> What you should do
In the trace-bound passage below, list every property that the sentence beginning "Note that any quantum channel" gives for the channel $\mathcal A$.
Begin Source extract
The following is slightly simpler if we use the cyclicity of the trace $\mathrm{Tr}(\mathcal E^\dagger \mathcal E) = \mathrm{Tr}(\mathcal E \mathcal E^\dagger)$ and consider the superoperator $\mathcal E \mathcal E^\dagger$ instead.

To prove the bound $\mathrm{Tr}(\mathcal E \mathcal E^\dagger) \leq d^2$, note that the trace is the sum of diagonal entries, say in the Pauli basis $W_k$. Thus, we can w.l.o.g. assume that $\mathcal E \mathcal E^\dagger$ is diagonal in the Pauli basis. Note that any quantum channel $\mathcal A$ which is diagonal in the Pauli basis is automatically unital (since $\mathcal A^\dagger = \mathcal A$ and $\mathcal A$ is trace-preserving by definition). It is well-known that the spectral norm of unital and trace-preserving quantum channels is $\|\mathcal A\|_\infty = 1$ (see e.g. the book by Watrous, Thm. 4.27).
End Source extract
Begin Dataset excerpt
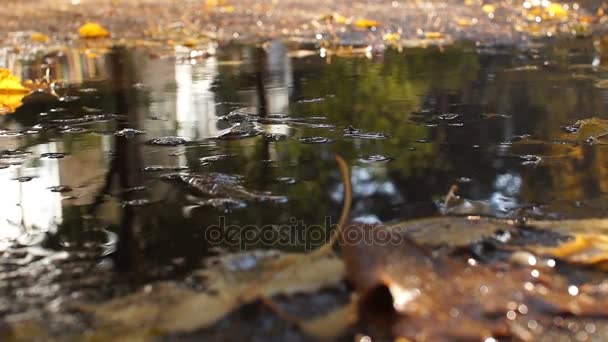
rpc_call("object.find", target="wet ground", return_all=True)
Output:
End Dataset excerpt
> Reply to the exercise
- It is diagonal in the Pauli basis.
- It is unital.
- It is equal to its own adjoint ($\mathcal A^\dagger = \mathcal A$).
- It is trace-preserving, by definition.